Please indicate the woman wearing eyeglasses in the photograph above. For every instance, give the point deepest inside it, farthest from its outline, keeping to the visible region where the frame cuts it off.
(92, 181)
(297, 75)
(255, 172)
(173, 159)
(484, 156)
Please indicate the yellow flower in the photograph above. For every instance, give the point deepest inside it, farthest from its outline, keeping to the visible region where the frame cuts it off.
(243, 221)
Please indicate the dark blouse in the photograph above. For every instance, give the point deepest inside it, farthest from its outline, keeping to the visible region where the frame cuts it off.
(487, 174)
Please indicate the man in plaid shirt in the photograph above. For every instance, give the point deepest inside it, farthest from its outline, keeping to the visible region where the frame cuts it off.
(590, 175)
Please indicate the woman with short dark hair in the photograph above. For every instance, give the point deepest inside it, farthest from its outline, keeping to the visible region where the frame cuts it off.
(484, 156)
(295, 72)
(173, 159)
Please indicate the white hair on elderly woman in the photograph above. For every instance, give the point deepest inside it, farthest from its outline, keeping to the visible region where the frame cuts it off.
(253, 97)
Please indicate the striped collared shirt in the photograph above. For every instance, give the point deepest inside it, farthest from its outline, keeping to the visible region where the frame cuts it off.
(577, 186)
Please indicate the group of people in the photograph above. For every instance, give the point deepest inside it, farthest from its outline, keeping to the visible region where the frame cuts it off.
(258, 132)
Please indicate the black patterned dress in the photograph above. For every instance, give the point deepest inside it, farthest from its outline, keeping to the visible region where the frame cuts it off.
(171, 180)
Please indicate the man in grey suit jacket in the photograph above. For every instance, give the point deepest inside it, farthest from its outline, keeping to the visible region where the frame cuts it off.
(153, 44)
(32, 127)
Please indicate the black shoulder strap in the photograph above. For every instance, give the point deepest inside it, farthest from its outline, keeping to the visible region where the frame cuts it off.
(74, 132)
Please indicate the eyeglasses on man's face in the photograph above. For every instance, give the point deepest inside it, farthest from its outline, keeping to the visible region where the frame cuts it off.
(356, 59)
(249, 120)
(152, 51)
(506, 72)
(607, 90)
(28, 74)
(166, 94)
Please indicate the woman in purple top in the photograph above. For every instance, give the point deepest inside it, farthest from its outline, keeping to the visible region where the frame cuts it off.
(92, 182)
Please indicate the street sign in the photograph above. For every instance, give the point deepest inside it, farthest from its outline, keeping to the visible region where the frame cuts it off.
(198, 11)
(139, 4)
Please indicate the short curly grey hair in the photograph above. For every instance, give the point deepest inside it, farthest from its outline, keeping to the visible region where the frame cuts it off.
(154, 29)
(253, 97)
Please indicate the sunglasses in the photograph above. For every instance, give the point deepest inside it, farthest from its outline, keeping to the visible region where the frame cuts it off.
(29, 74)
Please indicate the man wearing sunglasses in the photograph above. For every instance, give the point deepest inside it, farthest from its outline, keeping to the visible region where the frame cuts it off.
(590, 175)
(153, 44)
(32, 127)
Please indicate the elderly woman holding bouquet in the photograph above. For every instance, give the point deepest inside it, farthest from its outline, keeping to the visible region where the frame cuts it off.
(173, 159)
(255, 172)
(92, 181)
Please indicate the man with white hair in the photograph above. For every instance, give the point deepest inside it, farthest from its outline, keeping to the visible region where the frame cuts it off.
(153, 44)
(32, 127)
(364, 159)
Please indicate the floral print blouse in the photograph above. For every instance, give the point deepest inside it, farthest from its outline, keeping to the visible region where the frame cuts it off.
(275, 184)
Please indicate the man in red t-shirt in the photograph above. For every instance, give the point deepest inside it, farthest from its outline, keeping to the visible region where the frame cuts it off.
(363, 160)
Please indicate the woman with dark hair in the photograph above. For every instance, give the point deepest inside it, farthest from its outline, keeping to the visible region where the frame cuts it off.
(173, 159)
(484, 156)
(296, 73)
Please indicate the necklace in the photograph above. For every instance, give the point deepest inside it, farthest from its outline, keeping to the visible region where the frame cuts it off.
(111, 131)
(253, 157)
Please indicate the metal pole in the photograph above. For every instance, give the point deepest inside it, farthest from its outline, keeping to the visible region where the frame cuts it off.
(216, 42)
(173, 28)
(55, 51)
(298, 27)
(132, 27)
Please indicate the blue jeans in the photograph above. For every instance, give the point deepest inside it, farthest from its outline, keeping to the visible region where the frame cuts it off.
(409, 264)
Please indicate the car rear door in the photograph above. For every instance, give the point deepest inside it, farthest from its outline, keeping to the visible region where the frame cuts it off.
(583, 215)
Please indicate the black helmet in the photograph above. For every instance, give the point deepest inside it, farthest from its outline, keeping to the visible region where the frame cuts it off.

───

> **Prompt**
Retype the whole listing, matching it exactly.

> **Result of this exercise**
Please indicate the woman wearing eyeglasses in the photograph above. For every instance, give the point deepest inside it, farthest from its outline, keeping to the visible region where the frame cuts it off.
(92, 181)
(297, 75)
(255, 172)
(173, 159)
(484, 156)
Please indicate the yellow flower in the photograph above. For every instance, give the point deepest inside it, farthest from its outline, keeping to the visible region where the frame cuts it off.
(243, 221)
Please indicate the dark blouse in the photograph above. For every instance, give the point deepest inside it, farthest from its outline, keeping to the visible region where the frame cuts it off.
(487, 174)
Please indicate the man in plaid shirt in the photograph above. For every instance, give the point deepest inside it, farthest from its outline, keeping to the visible region where the frame cuts it off.
(590, 175)
Please indicate the woman with short dark hair in the photograph above. For every instance, give the point deepest inside it, farthest from its outline, keeping to the visible region where the frame cuts it off.
(484, 156)
(295, 72)
(173, 159)
Please indicate the white hair on elderly woman in the photograph above. For every instance, give the point deepest inside it, farthest from its outline, keeping to the visible region where the frame cuts it off.
(253, 97)
Please indicate the striped collared shirt in the photograph above. For every instance, give the point deepest inside it, farthest from its outline, keeping to the visible region where the frame cuts it off.
(577, 186)
Please indicate the group of people in the photograph above. For every instance, give the point deepest inside it, farthest from its outline, keeping to the visible region where the frame cuts it off.
(258, 132)
Please indicate the black patterned dress in the photograph above. For every instance, give the point deepest inside it, farthest from its outline, keeping to the visible region where the frame cuts it off.
(171, 180)
Please indicate the man in grey suit jacket in the photograph above. For every instance, give the point deepest inside it, farthest from its outline, keeping to the visible region where the frame cuts it off.
(153, 44)
(32, 127)
Please indicate the black shoulder strap in the photograph above. For every instance, give the point deepest inside it, farthest from its outline, keeping to the visible region where the frame cuts it off.
(74, 132)
Please indicate the eyeglasses on man's face in the photograph above. For every instance, give the point deepest inside it, farthest from its outline, keeping to the visible region where the frame cuts it off.
(356, 59)
(249, 120)
(152, 51)
(506, 72)
(607, 90)
(28, 74)
(166, 94)
Please indicate the woman in purple top in the photograph above. For every instance, give the point deepest inside it, farthest from its outline, keeping to the visible region where the frame cuts it off.
(92, 182)
Please indicate the street sign in the photograph above. For every instance, give the point deepest inside it, farthest from its outline, keeping to the visible region where the frame cuts it off.
(198, 11)
(139, 4)
Please indicate the short curly grey hair in the photograph above. For every instance, give the point deepest inside it, farthest from its outline, keeping to the visible region where the frame cuts it off.
(154, 29)
(253, 97)
Please indicate the sunglasses in the photograph above. For every instance, give the point deepest inside it, farthest from its outline, keeping to the visible region where the frame cuts it off.
(29, 74)
Please indicate the man wearing sunglasses in the photograph above. For every instance, give the point deepest inside it, farthest from its outline, keeping to the visible region where the frame cuts it off.
(590, 175)
(153, 44)
(32, 127)
Please indicate the elderly woman holding bouquet in the photograph above. For every instance, give the point deepest inside it, farthest from its outline, keeping to the visible region where the frame cuts it off.
(173, 159)
(255, 172)
(92, 181)
Please indicate the man with white hair in the photograph above. For every instance, give the point deepest inside it, farthest from its outline, keeping to the visible region where the frame cuts it off.
(153, 44)
(32, 127)
(364, 159)
Please indicate the floral print blouse in the photograph above. For every instance, give the point deepest inside it, farthest from its outline, keeping to the visible region where the frame cuts it off.
(275, 184)
Please indicate the man in red t-shirt in the photograph above. For every instance, give the point deepest inside it, farthest from its outline, keeping to the visible region where the frame cuts it off.
(363, 160)
Please indicate the woman with dark hair in the photograph above. For every instance, give the point deepest inside it, farthest from its outline, keeping to the visible region where the frame cuts it off.
(173, 159)
(484, 156)
(296, 73)
Please indicate the necklace in the photograph above. For every instance, give the point deepest inside it, farthest from its outline, keeping to the visible region where the frame cuts it off.
(111, 131)
(253, 157)
Please indicate the metal pole in the photograph above. For every instance, give the point deepest inside it, farthest from its outline, keeping to the visible region where the frame cuts it off.
(216, 42)
(173, 28)
(55, 51)
(298, 27)
(132, 27)
Please indicate the blue jeans in the photograph above. For every instance, give the point deepest inside it, farthest from its outline, keeping to the visible region where the frame cuts it off.
(409, 264)
Please indicate the car rear door in the photograph above. For every instance, give the point deepest inside it, farthest from its outline, keeping to the visible region where the frame cuts it off.
(583, 215)
Please indicate the black helmet in the photograph above. For every instance, give the point deepest inside it, farthest from its outline, keeping to the visible region where the frame cuts it off.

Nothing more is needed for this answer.